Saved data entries
▬▬▬▬▬▬
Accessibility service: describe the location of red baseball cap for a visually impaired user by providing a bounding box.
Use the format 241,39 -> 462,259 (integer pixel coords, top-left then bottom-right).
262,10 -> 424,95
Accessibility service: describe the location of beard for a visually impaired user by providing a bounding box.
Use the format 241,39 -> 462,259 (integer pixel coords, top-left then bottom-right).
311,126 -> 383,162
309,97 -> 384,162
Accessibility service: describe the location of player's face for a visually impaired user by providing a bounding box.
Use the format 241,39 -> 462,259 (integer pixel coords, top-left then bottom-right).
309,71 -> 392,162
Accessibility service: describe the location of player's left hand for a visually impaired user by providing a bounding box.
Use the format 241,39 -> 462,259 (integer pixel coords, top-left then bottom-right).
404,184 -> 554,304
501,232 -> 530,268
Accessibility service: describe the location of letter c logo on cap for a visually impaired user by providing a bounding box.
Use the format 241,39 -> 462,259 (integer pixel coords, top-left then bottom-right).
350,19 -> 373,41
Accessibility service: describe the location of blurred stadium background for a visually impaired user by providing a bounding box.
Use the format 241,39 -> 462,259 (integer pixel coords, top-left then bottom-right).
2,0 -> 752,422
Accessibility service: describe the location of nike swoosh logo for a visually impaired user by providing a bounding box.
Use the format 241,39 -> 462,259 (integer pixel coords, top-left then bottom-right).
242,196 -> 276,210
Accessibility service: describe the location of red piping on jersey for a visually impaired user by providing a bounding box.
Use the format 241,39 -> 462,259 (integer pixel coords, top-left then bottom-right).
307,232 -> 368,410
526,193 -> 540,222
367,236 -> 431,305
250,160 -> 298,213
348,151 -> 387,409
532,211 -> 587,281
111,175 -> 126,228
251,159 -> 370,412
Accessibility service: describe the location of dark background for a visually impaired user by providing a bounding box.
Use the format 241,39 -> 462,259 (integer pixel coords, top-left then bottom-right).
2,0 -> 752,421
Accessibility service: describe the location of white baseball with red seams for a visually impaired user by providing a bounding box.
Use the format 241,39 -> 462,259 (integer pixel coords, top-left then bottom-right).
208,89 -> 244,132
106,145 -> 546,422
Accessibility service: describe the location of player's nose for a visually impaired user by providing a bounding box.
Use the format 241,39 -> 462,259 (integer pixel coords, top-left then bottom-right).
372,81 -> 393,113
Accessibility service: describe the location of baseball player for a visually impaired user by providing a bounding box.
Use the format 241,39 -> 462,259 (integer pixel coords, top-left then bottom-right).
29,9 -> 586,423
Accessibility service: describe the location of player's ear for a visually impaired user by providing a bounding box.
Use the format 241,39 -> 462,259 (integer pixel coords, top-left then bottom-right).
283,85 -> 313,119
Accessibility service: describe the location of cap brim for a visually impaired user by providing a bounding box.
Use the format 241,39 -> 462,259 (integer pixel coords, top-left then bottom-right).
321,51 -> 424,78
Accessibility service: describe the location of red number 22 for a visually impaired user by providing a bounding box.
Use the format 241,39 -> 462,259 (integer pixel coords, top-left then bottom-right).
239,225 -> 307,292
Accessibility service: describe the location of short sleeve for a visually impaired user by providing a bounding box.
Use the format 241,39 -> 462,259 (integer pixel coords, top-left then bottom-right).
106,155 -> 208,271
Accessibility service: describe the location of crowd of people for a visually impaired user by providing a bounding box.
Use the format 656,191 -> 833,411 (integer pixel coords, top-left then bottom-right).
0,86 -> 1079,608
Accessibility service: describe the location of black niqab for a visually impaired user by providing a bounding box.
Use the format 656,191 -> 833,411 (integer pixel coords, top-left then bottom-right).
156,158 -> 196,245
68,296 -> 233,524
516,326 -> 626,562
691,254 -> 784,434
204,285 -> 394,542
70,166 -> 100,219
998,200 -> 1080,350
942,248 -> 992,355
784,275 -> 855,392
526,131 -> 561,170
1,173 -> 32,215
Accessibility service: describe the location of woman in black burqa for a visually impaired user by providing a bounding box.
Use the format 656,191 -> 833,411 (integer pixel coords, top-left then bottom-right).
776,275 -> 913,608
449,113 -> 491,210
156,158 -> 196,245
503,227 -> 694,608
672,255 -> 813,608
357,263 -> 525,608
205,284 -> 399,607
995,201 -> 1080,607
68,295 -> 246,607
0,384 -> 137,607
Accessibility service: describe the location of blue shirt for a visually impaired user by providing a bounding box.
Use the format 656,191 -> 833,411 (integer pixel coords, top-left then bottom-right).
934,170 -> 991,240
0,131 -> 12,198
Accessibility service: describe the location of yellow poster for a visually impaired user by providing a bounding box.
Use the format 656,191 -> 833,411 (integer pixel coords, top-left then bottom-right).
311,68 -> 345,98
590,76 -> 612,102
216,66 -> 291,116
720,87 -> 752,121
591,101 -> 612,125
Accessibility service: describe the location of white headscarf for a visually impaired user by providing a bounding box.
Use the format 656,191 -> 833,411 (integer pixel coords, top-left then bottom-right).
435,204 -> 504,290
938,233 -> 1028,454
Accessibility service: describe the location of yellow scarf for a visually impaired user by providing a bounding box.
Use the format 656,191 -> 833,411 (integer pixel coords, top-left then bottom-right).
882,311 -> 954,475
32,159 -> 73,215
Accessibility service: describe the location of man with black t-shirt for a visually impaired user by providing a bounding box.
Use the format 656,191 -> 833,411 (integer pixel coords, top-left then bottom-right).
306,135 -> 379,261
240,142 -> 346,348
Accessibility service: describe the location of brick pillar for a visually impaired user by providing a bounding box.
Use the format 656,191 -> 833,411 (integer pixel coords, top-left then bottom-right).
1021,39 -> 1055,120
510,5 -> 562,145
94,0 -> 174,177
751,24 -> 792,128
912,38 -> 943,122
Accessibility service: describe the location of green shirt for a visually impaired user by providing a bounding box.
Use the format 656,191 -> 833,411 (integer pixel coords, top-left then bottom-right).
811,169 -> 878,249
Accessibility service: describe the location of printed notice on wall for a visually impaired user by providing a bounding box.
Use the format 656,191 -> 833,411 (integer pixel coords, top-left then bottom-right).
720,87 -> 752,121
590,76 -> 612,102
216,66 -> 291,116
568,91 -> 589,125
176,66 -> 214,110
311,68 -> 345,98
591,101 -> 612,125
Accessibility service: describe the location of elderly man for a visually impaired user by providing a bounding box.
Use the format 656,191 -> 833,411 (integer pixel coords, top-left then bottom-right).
▬▬▬▬▬▬
Make an exact copy of the data above.

Accessibility service: describe the location of red baseball cap for a visually impaired user by providing a bounding box.
Use the format 241,39 -> 462,259 (integer pixel coords, top-left then bottom-right).
262,10 -> 424,95
Accessibility service: describe the location of beard for a visually impaired user by providing a bounding box.
Use the format 241,39 -> 462,259 (integer pixel coords, top-left then bottom-right).
311,126 -> 383,162
309,97 -> 384,162
Accessibility service: describe the location of player's face for a visually impaired user by providing a bounding box.
Use the format 241,39 -> 462,259 (integer pixel coords, top-left then bottom-right).
309,71 -> 392,162
Accessibility service: describe the location of player's left hand for a visually impaired user by providing a bounding box.
Use the format 241,39 -> 462,259 (integer pixel coords, top-left then bottom-right).
404,184 -> 554,304
501,232 -> 530,268
Accessibility service: describe the location of letter c logo on cap for a visually impaired user by providing a bounding box.
Use the format 241,39 -> 462,259 (integer pixel coords, top-left then bottom-right).
350,19 -> 373,41
Accessibility service: describe the location of blurred stadium background for a visually impaired user by providing a bounding box.
Use the format 241,39 -> 462,259 (integer pixel coords, top-left then bottom-right).
2,0 -> 752,422
Accessibility service: describe the location of nike swoosh logo for a visually impaired user by providing a bounding box.
Use the format 241,39 -> 462,259 (integer pixel coords, top-left then bottom-right).
242,196 -> 276,210
Accessibility service: describe the location of red piping on jersey for a visually impaired user by providing a bounding box.
Use the format 241,39 -> 462,259 (integer pixel coords, top-left then bottom-right).
307,232 -> 368,410
526,193 -> 540,222
367,236 -> 431,305
250,160 -> 298,213
348,151 -> 387,409
532,211 -> 587,281
111,175 -> 126,228
251,159 -> 370,412
Accessibility service: describe the location of dark background for a visually impaired user by providing a bounding box.
Use the format 241,39 -> 462,259 (integer pixel coords, top-left then bottom-right).
2,0 -> 752,421
Accessibility service: describe the location of white baseball with red seams for a visually impaired user by providing a bounding box.
Use the format 241,39 -> 462,259 (integer pixel coords, top-left then bottom-right).
208,89 -> 244,132
106,145 -> 546,422
Accessibility service: describe the location of player's nose for a visually impaired user by providing a bounding box.
Use the format 241,39 -> 462,259 (integer pixel coords, top-left then bottom-right).
372,81 -> 393,113
Accessibility service: describe the location of baseball player for a visually impaired user by providing a bounding box.
Use the format 241,39 -> 462,259 (integer pixel coords, top-left then bottom-right).
29,9 -> 586,423
Accessibility service: describe the location of player's ear for a visually impaired user by providing a bounding box.
Use the format 241,39 -> 462,259 (integer pixel coords, top-left then bottom-right).
283,85 -> 313,119
Accessibility service: describe the location of cap brim for a visually impaired user by providing a bounding box.
Use the format 241,39 -> 462,259 (integer pixel coords, top-left then bottom-right).
321,51 -> 424,78
Accessibility service: describe the location of red number 22 for a visually impaired user by providing a bounding box.
Use the format 241,39 -> 462,259 (integer pixel coords, top-left then bottom-right).
239,225 -> 307,292
Accessibility service: describe the location of short sleeve for a visually impaired user by providing a bounding box.
Use the format 241,39 -> 462,259 (integer pixel coords, top-left then bottom-right).
106,155 -> 208,271
Accessibility service: describe the location of crowd of people for a visually impaired user by providing a bounding box.
Use the format 656,191 -> 833,411 (integer pixel coords, top-left then bottom-right).
0,86 -> 1079,608
Accessibility service: describe the location of black niqab for a visually impaired user by providing a bounding box.
Use the format 656,191 -> 833,411 (integer pixel coords, top-left then bottom-right).
156,158 -> 196,245
68,296 -> 233,524
516,326 -> 626,562
691,254 -> 784,434
204,285 -> 394,542
70,166 -> 100,219
998,200 -> 1080,350
942,248 -> 992,355
784,275 -> 855,392
526,131 -> 561,170
1,173 -> 32,215
Accessibility service: describe the location of woman in black burqa for a visually impaired user by providing a bounding box.
Use the format 656,191 -> 833,411 (integer pixel coords, top-left then bottom-right).
776,275 -> 913,608
449,113 -> 491,210
156,158 -> 196,245
503,227 -> 694,608
672,255 -> 813,608
357,263 -> 525,608
205,284 -> 399,607
995,201 -> 1080,607
68,295 -> 246,607
0,384 -> 137,607
Accessibility service: describe the location of blue shirt for a visually impaired user by providing a bounding box.
Use the format 656,191 -> 833,411 (integer pixel coords, top-left then bottom-right).
934,170 -> 991,240
0,131 -> 12,198
Accessibility service: describe the location of yellow poster for a visually impaired user by providing a bounding box.
Use the format 656,191 -> 833,411 (integer pixel coords, top-left then bottom-right).
311,68 -> 345,98
590,76 -> 612,102
216,66 -> 291,116
720,87 -> 752,121
591,101 -> 612,125
Accessibility service: describe the location of white headscarf for a visually impaired user by providing a bounding box.
Use the format 656,191 -> 833,411 (integer pixel coords, top-left then bottom-right).
435,204 -> 504,290
938,233 -> 1028,454
Accessibility service: describe the location of yellow scarf for a visually impaired user by providing a bounding box.
Use the format 656,191 -> 833,411 (integer pixel coords, top-left then bottom-right).
882,311 -> 954,475
32,159 -> 73,215
Accessibility service: describe the location of man with black t-shirt for a visually impaired user by providing a bounding box.
Use the format 656,191 -> 833,411 (integer pixel coords, top-left then bottom-right).
306,135 -> 379,261
240,142 -> 346,348
Accessibility service: describe the location of brick pillar for a visually impaired user by providing a bounding box.
Use the format 656,191 -> 833,411 (integer pixel coords, top-left then bottom-right).
1021,39 -> 1055,120
510,5 -> 562,145
94,0 -> 174,177
751,24 -> 792,128
912,38 -> 943,122
Accessibility service: describe the location of green shirt for a visually impaired user by providing a bounding box.
Use the format 656,191 -> 833,411 (integer pixel coords, top-left then bottom-right).
811,169 -> 878,249
Accessibility service: describe the location of printed notice on wall for a visually impaired user by providing a bounding box.
Use the format 656,191 -> 833,411 (integer pixel coords, top-left then bottom-right).
720,87 -> 752,121
590,76 -> 612,102
216,66 -> 291,116
568,91 -> 589,125
176,66 -> 214,110
311,68 -> 345,98
591,101 -> 612,125
Accessibility service: describe the location of elderly man for a visually impaired user by providing a bounding box.
Use the format 656,191 -> 833,411 (integer pixel coords, top-left then bottom-right).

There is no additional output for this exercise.